=== EXERCISE BRIEF ===
Reproduce the items word for word, starting at the very beginning and ending at the line that contains "266 136 L 273", with both of those lines included. Leave the pictures out.

Polygon outlines for photos:

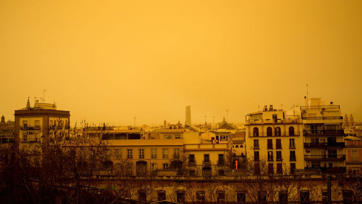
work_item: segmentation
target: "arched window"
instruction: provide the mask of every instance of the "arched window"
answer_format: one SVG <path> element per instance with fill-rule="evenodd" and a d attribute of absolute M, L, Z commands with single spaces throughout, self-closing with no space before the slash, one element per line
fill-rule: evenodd
<path fill-rule="evenodd" d="M 289 135 L 292 136 L 294 135 L 294 127 L 290 126 L 289 127 Z"/>
<path fill-rule="evenodd" d="M 259 136 L 259 129 L 255 127 L 253 128 L 253 136 L 254 137 Z"/>
<path fill-rule="evenodd" d="M 275 136 L 280 136 L 280 128 L 279 127 L 277 127 L 275 128 Z"/>
<path fill-rule="evenodd" d="M 266 136 L 273 136 L 273 130 L 272 128 L 268 127 L 266 128 Z"/>

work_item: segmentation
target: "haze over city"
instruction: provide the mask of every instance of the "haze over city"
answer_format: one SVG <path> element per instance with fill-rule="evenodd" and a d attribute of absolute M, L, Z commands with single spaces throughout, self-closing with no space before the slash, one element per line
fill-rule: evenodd
<path fill-rule="evenodd" d="M 362 118 L 362 1 L 0 1 L 1 111 L 114 125 L 242 123 L 307 95 Z"/>

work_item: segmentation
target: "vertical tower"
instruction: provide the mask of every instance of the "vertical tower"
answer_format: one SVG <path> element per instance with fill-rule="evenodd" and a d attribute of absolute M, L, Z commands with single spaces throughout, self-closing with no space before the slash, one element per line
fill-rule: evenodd
<path fill-rule="evenodd" d="M 186 125 L 191 125 L 191 106 L 186 106 Z"/>

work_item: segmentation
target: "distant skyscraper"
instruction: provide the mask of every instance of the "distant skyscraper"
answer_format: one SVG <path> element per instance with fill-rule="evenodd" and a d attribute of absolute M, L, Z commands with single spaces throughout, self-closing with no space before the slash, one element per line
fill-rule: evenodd
<path fill-rule="evenodd" d="M 191 106 L 186 106 L 186 125 L 191 125 Z"/>

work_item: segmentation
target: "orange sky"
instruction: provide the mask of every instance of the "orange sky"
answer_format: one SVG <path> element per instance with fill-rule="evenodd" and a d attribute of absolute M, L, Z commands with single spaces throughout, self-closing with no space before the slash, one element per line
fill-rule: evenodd
<path fill-rule="evenodd" d="M 104 2 L 105 1 L 105 2 Z M 362 1 L 0 0 L 0 114 L 28 97 L 71 122 L 244 122 L 310 97 L 362 119 Z"/>

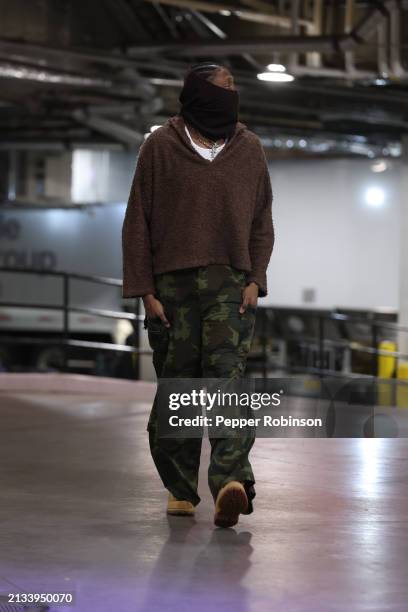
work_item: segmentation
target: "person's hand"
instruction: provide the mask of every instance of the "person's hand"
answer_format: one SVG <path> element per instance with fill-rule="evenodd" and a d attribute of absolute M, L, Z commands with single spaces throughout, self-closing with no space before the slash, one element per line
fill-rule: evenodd
<path fill-rule="evenodd" d="M 256 308 L 258 303 L 259 287 L 256 283 L 249 283 L 242 292 L 242 304 L 239 307 L 239 312 L 243 314 L 248 305 Z"/>
<path fill-rule="evenodd" d="M 152 293 L 143 296 L 143 304 L 148 319 L 159 317 L 166 327 L 170 327 L 170 323 L 164 313 L 163 304 Z"/>

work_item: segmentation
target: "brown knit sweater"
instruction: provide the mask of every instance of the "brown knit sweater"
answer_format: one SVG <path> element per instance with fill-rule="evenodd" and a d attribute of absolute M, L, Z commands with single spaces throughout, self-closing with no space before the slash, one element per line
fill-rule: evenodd
<path fill-rule="evenodd" d="M 154 293 L 154 274 L 229 264 L 267 295 L 272 188 L 261 142 L 244 123 L 213 161 L 167 119 L 141 145 L 122 228 L 124 298 Z"/>

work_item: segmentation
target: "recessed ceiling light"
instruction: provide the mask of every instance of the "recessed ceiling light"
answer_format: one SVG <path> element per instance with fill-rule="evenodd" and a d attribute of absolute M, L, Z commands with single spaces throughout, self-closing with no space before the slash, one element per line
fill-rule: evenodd
<path fill-rule="evenodd" d="M 273 83 L 289 83 L 295 77 L 287 72 L 258 72 L 256 75 L 260 81 L 272 81 Z"/>
<path fill-rule="evenodd" d="M 283 64 L 268 64 L 267 69 L 271 72 L 286 72 L 286 68 Z"/>
<path fill-rule="evenodd" d="M 385 172 L 388 168 L 388 164 L 385 159 L 379 159 L 371 164 L 371 170 L 373 172 Z"/>
<path fill-rule="evenodd" d="M 365 194 L 365 201 L 368 206 L 378 208 L 382 206 L 385 201 L 385 193 L 381 187 L 369 187 Z"/>

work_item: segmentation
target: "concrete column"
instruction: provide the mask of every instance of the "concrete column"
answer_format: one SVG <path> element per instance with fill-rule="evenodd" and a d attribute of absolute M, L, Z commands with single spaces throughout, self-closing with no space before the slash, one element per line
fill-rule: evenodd
<path fill-rule="evenodd" d="M 408 327 L 408 134 L 402 138 L 398 323 Z M 408 332 L 399 332 L 398 350 L 408 355 Z M 403 359 L 408 362 L 408 358 Z"/>

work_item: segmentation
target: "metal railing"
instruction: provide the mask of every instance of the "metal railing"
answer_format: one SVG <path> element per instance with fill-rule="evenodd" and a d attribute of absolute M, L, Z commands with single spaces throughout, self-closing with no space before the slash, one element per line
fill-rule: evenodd
<path fill-rule="evenodd" d="M 139 325 L 133 325 L 134 331 L 134 343 L 133 346 L 125 345 L 125 344 L 115 344 L 110 342 L 98 342 L 93 340 L 79 340 L 75 338 L 70 338 L 70 327 L 69 327 L 69 314 L 70 313 L 86 313 L 91 314 L 97 317 L 106 317 L 109 319 L 119 319 L 119 320 L 128 320 L 132 323 L 139 323 L 143 321 L 144 315 L 140 314 L 140 299 L 136 298 L 135 302 L 135 312 L 124 312 L 124 311 L 114 311 L 114 310 L 106 310 L 102 308 L 91 308 L 91 307 L 77 307 L 70 305 L 70 295 L 71 295 L 71 282 L 73 280 L 81 280 L 92 283 L 98 283 L 102 285 L 108 285 L 112 287 L 122 288 L 122 281 L 119 279 L 113 279 L 104 276 L 97 275 L 86 275 L 86 274 L 77 274 L 70 273 L 64 271 L 55 271 L 55 270 L 34 270 L 32 268 L 12 268 L 3 266 L 0 267 L 0 273 L 11 273 L 11 274 L 31 274 L 34 276 L 50 276 L 57 277 L 62 281 L 62 301 L 60 305 L 54 304 L 41 304 L 41 303 L 32 303 L 32 302 L 12 302 L 12 301 L 4 301 L 0 300 L 0 306 L 3 307 L 18 307 L 18 308 L 38 308 L 38 309 L 50 309 L 50 310 L 59 310 L 63 313 L 62 320 L 62 329 L 59 337 L 54 338 L 39 338 L 33 336 L 16 336 L 16 335 L 8 335 L 0 330 L 0 341 L 3 343 L 22 343 L 22 344 L 55 344 L 63 347 L 63 371 L 68 371 L 68 351 L 70 347 L 83 348 L 83 349 L 95 349 L 98 351 L 118 351 L 122 353 L 131 353 L 136 355 L 150 355 L 152 351 L 150 349 L 141 349 L 140 348 L 140 330 Z M 262 364 L 261 371 L 263 377 L 267 377 L 269 372 L 273 369 L 273 366 L 270 365 L 269 360 L 269 352 L 268 352 L 268 339 L 271 336 L 270 329 L 270 321 L 268 313 L 273 311 L 287 311 L 288 313 L 296 313 L 299 312 L 300 309 L 291 309 L 291 308 L 275 308 L 275 307 L 259 307 L 258 308 L 258 317 L 260 319 L 259 328 L 260 328 L 260 340 L 261 340 L 261 354 L 262 354 Z M 395 357 L 396 358 L 396 367 L 398 364 L 398 359 L 408 359 L 407 354 L 403 354 L 400 351 L 384 351 L 378 348 L 378 340 L 379 340 L 379 330 L 389 329 L 393 332 L 408 332 L 408 327 L 402 326 L 398 323 L 392 323 L 384 320 L 368 320 L 364 317 L 350 316 L 346 314 L 339 313 L 331 313 L 331 312 L 320 312 L 313 311 L 308 309 L 308 313 L 314 318 L 318 320 L 318 333 L 316 336 L 303 336 L 302 342 L 306 343 L 310 346 L 317 346 L 317 364 L 315 367 L 307 367 L 307 366 L 290 366 L 285 364 L 280 369 L 283 369 L 287 372 L 297 372 L 297 373 L 305 373 L 312 374 L 317 376 L 323 375 L 332 375 L 332 376 L 344 376 L 345 373 L 339 370 L 333 370 L 330 368 L 325 368 L 325 351 L 327 347 L 339 347 L 349 351 L 359 351 L 362 353 L 371 354 L 371 373 L 367 374 L 353 374 L 352 372 L 348 373 L 348 376 L 358 376 L 358 377 L 368 377 L 378 379 L 378 356 L 384 355 L 387 357 Z M 305 314 L 305 311 L 303 311 Z M 371 346 L 365 346 L 364 344 L 351 341 L 351 340 L 333 340 L 325 337 L 325 324 L 327 321 L 337 321 L 343 323 L 363 323 L 364 325 L 368 325 L 371 328 Z M 136 360 L 136 371 L 135 378 L 139 377 L 139 360 Z M 389 381 L 389 379 L 387 379 Z"/>

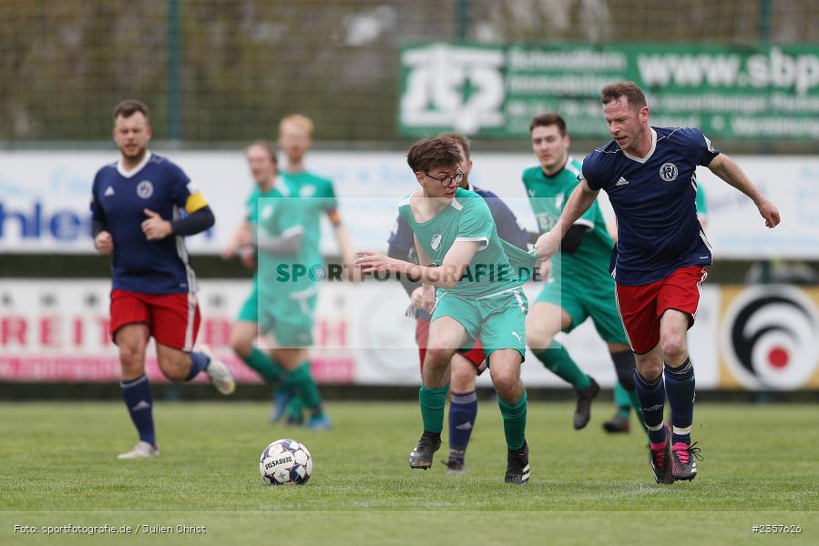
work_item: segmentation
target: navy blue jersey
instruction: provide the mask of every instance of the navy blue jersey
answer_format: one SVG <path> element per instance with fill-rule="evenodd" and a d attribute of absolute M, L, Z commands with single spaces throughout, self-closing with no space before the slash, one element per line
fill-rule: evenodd
<path fill-rule="evenodd" d="M 489 212 L 492 214 L 492 219 L 495 220 L 495 226 L 497 229 L 497 236 L 511 243 L 516 247 L 527 249 L 527 242 L 528 240 L 528 232 L 517 221 L 515 213 L 512 212 L 506 203 L 501 201 L 500 197 L 486 189 L 480 189 L 475 187 L 471 190 L 479 195 L 486 201 L 489 207 Z M 413 237 L 413 230 L 401 215 L 398 215 L 393 231 L 387 243 L 395 251 L 396 254 L 406 257 L 406 259 L 413 263 L 418 263 L 418 257 L 415 255 L 415 240 Z M 424 264 L 428 265 L 428 264 Z M 409 285 L 404 285 L 407 289 Z M 417 288 L 421 283 L 414 283 L 414 287 Z M 415 289 L 415 288 L 413 289 Z M 420 309 L 415 311 L 416 317 L 429 318 L 430 315 Z"/>
<path fill-rule="evenodd" d="M 645 157 L 613 140 L 583 160 L 580 177 L 603 189 L 617 216 L 614 276 L 622 285 L 660 280 L 680 268 L 712 264 L 711 245 L 697 220 L 697 166 L 720 152 L 699 130 L 651 127 Z"/>
<path fill-rule="evenodd" d="M 119 163 L 100 168 L 91 190 L 91 213 L 114 240 L 112 288 L 146 294 L 196 291 L 196 276 L 182 237 L 149 241 L 141 224 L 143 209 L 172 221 L 207 203 L 185 172 L 165 157 L 148 153 L 134 170 Z"/>

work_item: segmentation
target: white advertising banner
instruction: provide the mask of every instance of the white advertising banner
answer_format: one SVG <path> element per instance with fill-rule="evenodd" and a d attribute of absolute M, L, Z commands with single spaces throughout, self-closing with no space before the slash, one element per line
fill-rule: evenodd
<path fill-rule="evenodd" d="M 585 151 L 576 153 L 582 158 Z M 242 151 L 167 155 L 200 188 L 217 217 L 212 229 L 188 239 L 189 248 L 193 254 L 218 254 L 241 219 L 252 187 Z M 116 158 L 116 151 L 0 152 L 0 251 L 91 253 L 91 182 L 102 165 Z M 783 222 L 766 229 L 747 197 L 701 167 L 698 177 L 709 201 L 708 235 L 716 259 L 819 258 L 819 158 L 737 159 L 779 207 Z M 473 160 L 472 182 L 504 198 L 523 225 L 535 230 L 520 182 L 534 157 L 476 153 Z M 333 179 L 353 247 L 384 249 L 398 200 L 416 187 L 404 154 L 315 152 L 309 167 Z M 610 208 L 604 205 L 604 210 Z M 324 229 L 329 235 L 329 224 Z M 337 252 L 333 237 L 322 238 L 322 250 Z"/>
<path fill-rule="evenodd" d="M 248 295 L 250 281 L 203 279 L 200 285 L 198 342 L 210 345 L 239 381 L 258 382 L 229 346 L 230 326 Z M 526 287 L 530 300 L 539 289 L 539 284 Z M 0 281 L 0 381 L 117 380 L 118 350 L 108 334 L 108 293 L 104 279 Z M 404 314 L 407 304 L 396 282 L 325 282 L 313 330 L 316 379 L 325 384 L 418 385 L 415 321 Z M 702 389 L 719 384 L 718 308 L 719 289 L 706 288 L 691 337 L 697 384 Z M 613 385 L 611 359 L 590 321 L 562 337 L 583 369 L 600 385 Z M 163 380 L 152 345 L 148 367 L 152 380 Z M 528 351 L 523 379 L 532 387 L 568 388 Z M 478 381 L 489 385 L 488 373 Z"/>

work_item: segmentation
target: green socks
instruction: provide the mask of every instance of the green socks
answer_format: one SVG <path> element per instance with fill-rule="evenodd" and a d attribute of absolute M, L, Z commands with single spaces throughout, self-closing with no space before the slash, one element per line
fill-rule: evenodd
<path fill-rule="evenodd" d="M 497 397 L 500 414 L 504 418 L 504 435 L 507 437 L 507 447 L 510 450 L 519 450 L 526 441 L 526 390 L 523 391 L 517 401 L 512 404 L 507 404 L 500 397 Z"/>
<path fill-rule="evenodd" d="M 421 386 L 418 390 L 418 403 L 421 405 L 421 420 L 425 432 L 441 433 L 444 430 L 444 409 L 446 407 L 446 393 L 449 383 L 438 389 Z"/>
<path fill-rule="evenodd" d="M 591 379 L 589 376 L 578 368 L 563 345 L 558 341 L 552 341 L 548 349 L 535 352 L 535 356 L 543 362 L 547 369 L 578 390 L 589 389 L 591 386 Z"/>
<path fill-rule="evenodd" d="M 275 383 L 279 380 L 279 376 L 282 375 L 282 368 L 273 360 L 271 356 L 265 352 L 259 350 L 257 348 L 253 348 L 253 350 L 251 351 L 246 357 L 241 357 L 241 359 L 244 360 L 244 363 L 251 367 L 251 369 L 261 376 L 261 379 L 264 379 L 264 382 L 267 384 Z"/>

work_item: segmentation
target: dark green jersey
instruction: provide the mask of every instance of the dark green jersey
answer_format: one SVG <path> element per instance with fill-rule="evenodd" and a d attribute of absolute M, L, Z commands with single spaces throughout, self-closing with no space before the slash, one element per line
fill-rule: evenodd
<path fill-rule="evenodd" d="M 579 184 L 579 173 L 580 163 L 571 157 L 553 177 L 546 176 L 540 166 L 529 167 L 523 172 L 523 185 L 541 233 L 546 233 L 557 224 L 566 201 Z M 585 226 L 589 232 L 577 251 L 558 252 L 555 255 L 549 278 L 562 282 L 585 282 L 590 277 L 601 273 L 609 275 L 614 242 L 609 236 L 597 202 L 575 224 Z"/>

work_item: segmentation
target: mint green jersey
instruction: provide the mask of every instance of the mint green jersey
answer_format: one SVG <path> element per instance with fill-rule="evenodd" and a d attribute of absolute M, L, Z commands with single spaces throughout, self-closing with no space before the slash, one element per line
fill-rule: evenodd
<path fill-rule="evenodd" d="M 412 195 L 401 201 L 398 213 L 435 266 L 441 266 L 444 257 L 457 241 L 480 244 L 461 280 L 451 288 L 439 288 L 439 298 L 447 292 L 481 298 L 520 286 L 517 268 L 507 256 L 506 246 L 497 236 L 492 213 L 483 197 L 459 187 L 448 207 L 422 223 L 415 221 L 410 207 L 411 197 Z M 518 251 L 526 254 L 519 248 Z"/>
<path fill-rule="evenodd" d="M 282 297 L 305 298 L 315 293 L 315 283 L 323 278 L 323 263 L 316 237 L 311 238 L 308 227 L 318 224 L 312 199 L 299 197 L 299 187 L 280 177 L 275 187 L 257 200 L 259 237 L 264 231 L 271 238 L 296 231 L 302 234 L 302 244 L 295 254 L 259 251 L 259 294 L 262 306 L 282 300 Z M 286 299 L 286 298 L 285 298 Z"/>
<path fill-rule="evenodd" d="M 546 176 L 539 165 L 523 171 L 523 185 L 541 233 L 557 224 L 568 197 L 579 184 L 580 167 L 578 161 L 569 157 L 564 167 L 553 177 Z M 614 242 L 597 202 L 575 224 L 585 226 L 589 232 L 577 251 L 558 252 L 552 258 L 549 278 L 567 281 L 588 279 L 600 273 L 608 276 Z"/>
<path fill-rule="evenodd" d="M 302 248 L 305 252 L 306 261 L 312 264 L 322 264 L 321 251 L 322 216 L 338 207 L 333 182 L 307 171 L 288 173 L 282 171 L 280 177 L 293 188 L 293 197 L 299 197 L 303 210 L 302 224 L 304 233 Z"/>

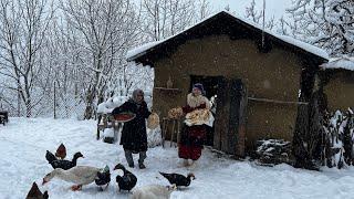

=== EXERCISE RESPONSE ===
work_item: segmentation
target: "arched window"
instruction: provide the mask of every instance of the "arched window"
answer_format: one SVG <path> element per instance with fill-rule="evenodd" and a d attribute of absolute M, L, Z commands with single spaces throughout, self-closing with no space before the slash, one element per line
fill-rule: evenodd
<path fill-rule="evenodd" d="M 289 135 L 292 136 L 294 135 L 294 127 L 290 126 L 289 127 Z"/>
<path fill-rule="evenodd" d="M 259 136 L 259 129 L 255 127 L 253 128 L 253 136 L 254 137 Z"/>
<path fill-rule="evenodd" d="M 275 136 L 280 136 L 280 128 L 279 127 L 277 127 L 275 128 Z"/>
<path fill-rule="evenodd" d="M 266 136 L 273 136 L 273 130 L 272 128 L 268 127 L 266 128 Z"/>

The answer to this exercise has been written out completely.